Rows from pointing data —
— begin —
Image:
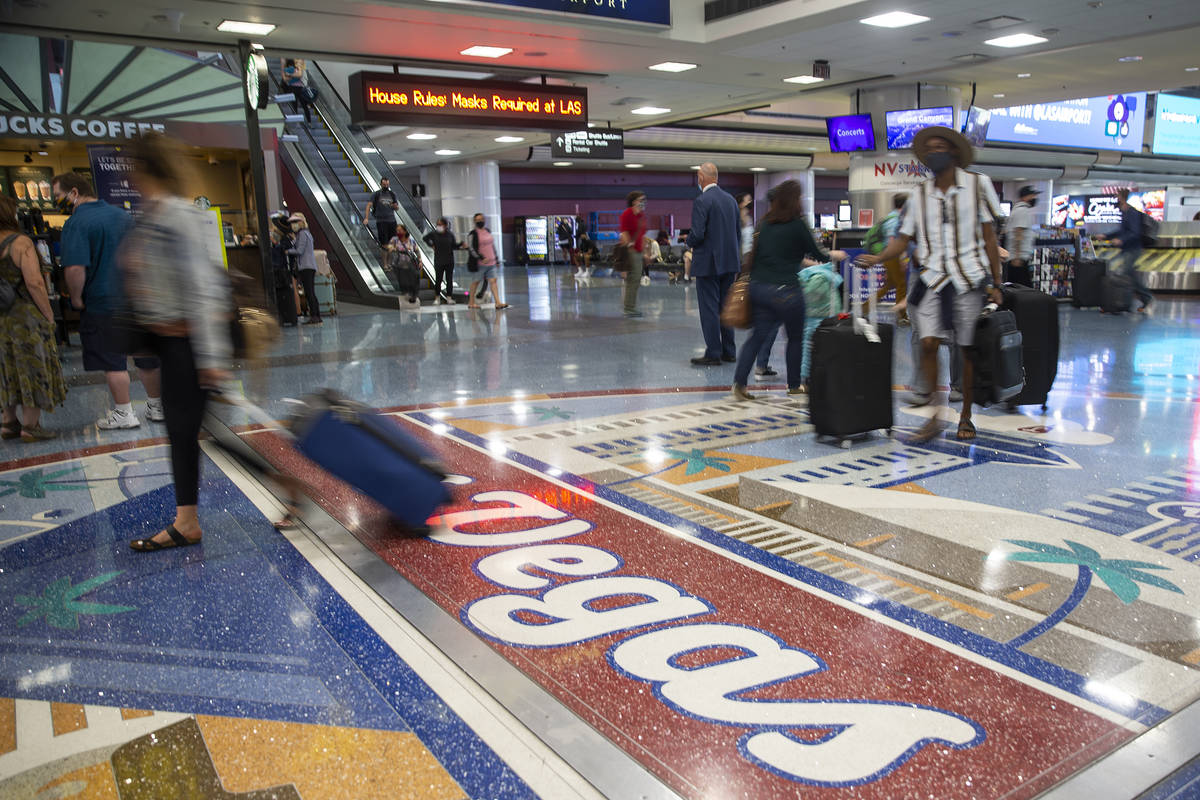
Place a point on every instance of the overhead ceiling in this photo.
(743, 59)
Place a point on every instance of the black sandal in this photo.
(177, 540)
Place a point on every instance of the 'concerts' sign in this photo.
(406, 100)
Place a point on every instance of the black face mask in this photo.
(940, 162)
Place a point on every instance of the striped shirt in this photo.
(947, 228)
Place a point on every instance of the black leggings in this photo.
(443, 271)
(309, 277)
(183, 404)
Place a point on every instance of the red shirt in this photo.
(634, 223)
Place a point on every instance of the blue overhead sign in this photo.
(657, 12)
(1111, 122)
(1177, 126)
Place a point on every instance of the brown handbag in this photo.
(736, 310)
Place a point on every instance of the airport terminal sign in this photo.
(588, 144)
(389, 98)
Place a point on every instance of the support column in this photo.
(474, 187)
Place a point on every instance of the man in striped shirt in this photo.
(952, 220)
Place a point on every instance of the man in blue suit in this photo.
(715, 263)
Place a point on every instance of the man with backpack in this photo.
(1137, 230)
(895, 275)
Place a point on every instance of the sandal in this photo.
(177, 540)
(930, 431)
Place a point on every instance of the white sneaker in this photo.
(118, 421)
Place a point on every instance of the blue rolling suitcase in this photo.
(371, 452)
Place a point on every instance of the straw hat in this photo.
(959, 144)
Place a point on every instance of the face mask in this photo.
(940, 162)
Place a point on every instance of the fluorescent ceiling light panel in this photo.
(672, 66)
(250, 29)
(1017, 40)
(894, 19)
(485, 52)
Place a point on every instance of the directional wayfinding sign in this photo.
(595, 143)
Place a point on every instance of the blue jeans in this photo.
(774, 306)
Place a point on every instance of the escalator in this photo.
(336, 167)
— end —
Stated exercise — Convert the lines of the data above into a JSON list of strings, one string per line and no blank lines, starting at the line that contains "Place a point on every instance of the brown" and ending at the last line of the data.

Complete response —
[
  "Place a point on every instance of the brown handbag in this photo.",
  "(736, 310)",
  "Place a point on every instance of the airport terminal sign in this photo.",
  "(588, 144)",
  "(389, 98)",
  "Place a point on every instance of the support column in this photo.",
  "(474, 187)",
  "Place a point on every instance of the man in striped shirt in this photo.",
  "(952, 220)",
  "Place a point on every instance of the man in blue suit in this photo.",
  "(715, 263)",
  "Place a point on every instance of the man with backpack in this photo.",
  "(1137, 230)",
  "(895, 275)",
  "Place a point on every instance of the sandal in this photo.",
  "(177, 540)",
  "(930, 431)",
  "Place a point on every instance of the white sneaker in this photo.",
  "(118, 421)",
  "Place a point on every instance of the blue rolling suitcase in this photo.",
  "(371, 452)",
  "Place a point on every instance of the straw hat in this photo.",
  "(959, 144)",
  "Place a point on every instance of the face mask in this photo.",
  "(940, 162)",
  "Place a point on every instance of the fluorescent ceiling light panel in this photo.",
  "(672, 66)",
  "(250, 29)",
  "(1017, 40)",
  "(894, 19)",
  "(485, 52)",
  "Place a point on every instance of the directional wayfinding sign in this photo.",
  "(595, 143)",
  "Place a point on every instance of the blue jeans in this photo.",
  "(774, 306)",
  "Place a point on every instance of the escalator in this photo.",
  "(336, 167)"
]